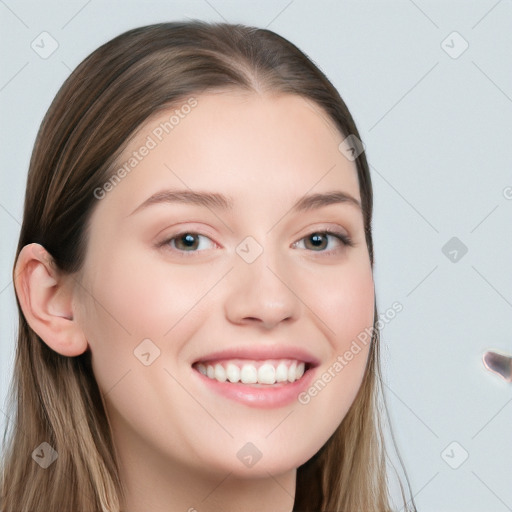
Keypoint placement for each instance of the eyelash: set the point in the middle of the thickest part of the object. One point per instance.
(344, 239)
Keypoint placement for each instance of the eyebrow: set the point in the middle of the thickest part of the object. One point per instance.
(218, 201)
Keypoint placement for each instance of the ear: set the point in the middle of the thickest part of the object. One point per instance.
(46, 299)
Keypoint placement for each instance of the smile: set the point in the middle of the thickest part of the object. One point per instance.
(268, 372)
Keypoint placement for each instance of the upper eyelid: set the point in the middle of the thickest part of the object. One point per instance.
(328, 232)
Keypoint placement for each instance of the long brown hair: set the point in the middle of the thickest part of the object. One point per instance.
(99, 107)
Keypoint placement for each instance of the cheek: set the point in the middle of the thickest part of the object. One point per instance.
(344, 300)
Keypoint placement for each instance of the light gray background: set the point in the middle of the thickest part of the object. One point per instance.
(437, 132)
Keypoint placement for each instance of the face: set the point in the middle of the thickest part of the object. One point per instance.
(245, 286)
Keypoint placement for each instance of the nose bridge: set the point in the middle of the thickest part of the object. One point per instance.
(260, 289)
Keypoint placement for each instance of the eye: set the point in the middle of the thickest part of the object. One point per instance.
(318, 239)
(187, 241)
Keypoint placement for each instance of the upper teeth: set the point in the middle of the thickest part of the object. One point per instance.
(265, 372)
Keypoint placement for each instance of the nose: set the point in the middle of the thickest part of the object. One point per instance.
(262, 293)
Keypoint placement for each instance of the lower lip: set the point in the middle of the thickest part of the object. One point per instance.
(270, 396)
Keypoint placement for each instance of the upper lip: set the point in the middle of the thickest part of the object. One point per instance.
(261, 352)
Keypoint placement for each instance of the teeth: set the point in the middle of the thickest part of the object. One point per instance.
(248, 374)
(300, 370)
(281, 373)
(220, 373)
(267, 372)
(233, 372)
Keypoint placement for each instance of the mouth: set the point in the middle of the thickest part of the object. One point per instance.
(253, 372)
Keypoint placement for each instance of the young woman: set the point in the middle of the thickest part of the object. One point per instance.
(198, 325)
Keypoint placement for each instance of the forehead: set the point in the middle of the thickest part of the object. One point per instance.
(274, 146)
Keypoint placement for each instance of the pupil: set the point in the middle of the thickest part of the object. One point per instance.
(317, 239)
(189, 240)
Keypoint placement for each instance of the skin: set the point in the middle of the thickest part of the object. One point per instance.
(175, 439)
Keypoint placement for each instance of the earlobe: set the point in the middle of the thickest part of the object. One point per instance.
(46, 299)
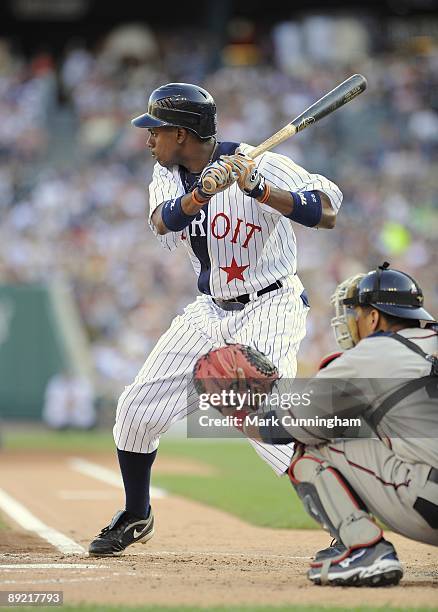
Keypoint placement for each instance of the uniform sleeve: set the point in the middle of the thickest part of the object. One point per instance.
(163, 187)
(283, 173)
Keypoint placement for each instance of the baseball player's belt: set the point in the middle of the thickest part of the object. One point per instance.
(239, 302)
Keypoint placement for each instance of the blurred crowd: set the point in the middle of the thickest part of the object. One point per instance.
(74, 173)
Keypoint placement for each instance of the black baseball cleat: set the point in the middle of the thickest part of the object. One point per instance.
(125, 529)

• _YOUR INSTRUCTIONS_
Add 17 to each number in the coordinates from the line containing "Keypoint placement for each instance of the blurred" down to the end of the material, and write out every line in that stretch, including the lines of text.

• _RESULT OF THIS EXERCISE_
Keypoint placement for each instance of the blurred crowd: set the point in the middle of the thickest part of the object. One point per instance.
(91, 190)
Keypoint placement for each instance of the black baseball cleat: set the point in the middle of the thickest part of the object. One point per instance.
(142, 546)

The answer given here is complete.